Starting at the line below that contains "of the power" and ending with the final line, reproduce only those lines, requests included. Scale every pixel coordinate in the answers by 2.1, rounding each result to a whole number with halves rounded up.

__PROVIDED INFORMATION__.
↓

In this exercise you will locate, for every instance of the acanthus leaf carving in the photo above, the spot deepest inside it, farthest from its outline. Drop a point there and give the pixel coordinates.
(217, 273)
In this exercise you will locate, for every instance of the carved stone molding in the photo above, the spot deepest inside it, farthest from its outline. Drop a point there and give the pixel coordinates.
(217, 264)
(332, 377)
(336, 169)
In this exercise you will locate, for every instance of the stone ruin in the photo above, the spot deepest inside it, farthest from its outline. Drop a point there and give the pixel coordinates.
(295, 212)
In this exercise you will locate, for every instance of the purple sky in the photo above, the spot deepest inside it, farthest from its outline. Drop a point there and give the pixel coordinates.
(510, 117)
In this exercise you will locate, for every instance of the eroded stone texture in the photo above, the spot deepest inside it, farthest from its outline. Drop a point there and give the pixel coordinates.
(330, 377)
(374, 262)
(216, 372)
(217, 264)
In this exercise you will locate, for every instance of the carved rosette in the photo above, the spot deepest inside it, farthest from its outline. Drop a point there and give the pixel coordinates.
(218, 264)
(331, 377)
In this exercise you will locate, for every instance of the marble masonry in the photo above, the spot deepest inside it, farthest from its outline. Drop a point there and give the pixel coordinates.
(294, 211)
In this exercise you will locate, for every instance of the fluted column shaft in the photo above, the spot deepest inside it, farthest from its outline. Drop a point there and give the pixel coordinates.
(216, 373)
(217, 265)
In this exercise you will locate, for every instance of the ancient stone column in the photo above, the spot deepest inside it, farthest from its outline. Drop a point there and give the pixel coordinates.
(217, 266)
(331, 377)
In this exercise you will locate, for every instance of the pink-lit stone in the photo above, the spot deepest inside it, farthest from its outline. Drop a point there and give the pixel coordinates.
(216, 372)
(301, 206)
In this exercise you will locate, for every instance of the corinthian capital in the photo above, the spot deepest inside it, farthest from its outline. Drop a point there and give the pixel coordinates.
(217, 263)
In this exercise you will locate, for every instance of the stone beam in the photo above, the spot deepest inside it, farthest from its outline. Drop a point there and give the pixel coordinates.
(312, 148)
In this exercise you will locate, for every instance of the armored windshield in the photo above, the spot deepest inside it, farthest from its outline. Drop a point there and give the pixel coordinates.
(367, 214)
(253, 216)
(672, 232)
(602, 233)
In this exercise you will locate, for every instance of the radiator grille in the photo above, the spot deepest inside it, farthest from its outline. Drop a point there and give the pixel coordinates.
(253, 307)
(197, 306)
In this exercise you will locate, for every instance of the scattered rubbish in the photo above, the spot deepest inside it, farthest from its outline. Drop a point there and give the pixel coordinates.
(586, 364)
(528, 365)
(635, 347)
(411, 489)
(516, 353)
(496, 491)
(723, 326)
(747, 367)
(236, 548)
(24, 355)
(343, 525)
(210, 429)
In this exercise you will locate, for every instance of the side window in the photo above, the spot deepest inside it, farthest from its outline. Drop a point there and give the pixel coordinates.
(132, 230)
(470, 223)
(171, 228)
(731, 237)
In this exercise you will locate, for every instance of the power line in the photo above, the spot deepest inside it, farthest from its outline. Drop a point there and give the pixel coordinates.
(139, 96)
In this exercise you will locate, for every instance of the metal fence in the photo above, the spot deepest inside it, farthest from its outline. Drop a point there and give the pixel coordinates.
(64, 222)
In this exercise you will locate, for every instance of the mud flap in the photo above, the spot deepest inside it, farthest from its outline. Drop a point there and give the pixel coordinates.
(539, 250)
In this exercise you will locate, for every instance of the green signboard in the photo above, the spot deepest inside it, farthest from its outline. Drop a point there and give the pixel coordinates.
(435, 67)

↑

__FINAL RESULT__.
In this exercise you will locate, for every instance of the power line in the photo above, the spot deepest inside it, farthest from its outline. Drop a point there and give the pixel coordinates.
(292, 202)
In this exercise you will locate, for every instance of the metal fence in the photo above, the spot deepest inside it, farthest from its outline. Drop a point there and give the pixel coordinates.
(134, 466)
In this exercise you will locate, for every instance of the mud flap in the photo above, the spot deepest inside it, farthest from its outline. Drop a point there and give the pixel coordinates.
(1132, 525)
In this exercise you will locate, for every instance of the green signboard in the photo above, the spot deepest inside it, farthest from its outline. Drop a point there and give the pixel coordinates.
(914, 141)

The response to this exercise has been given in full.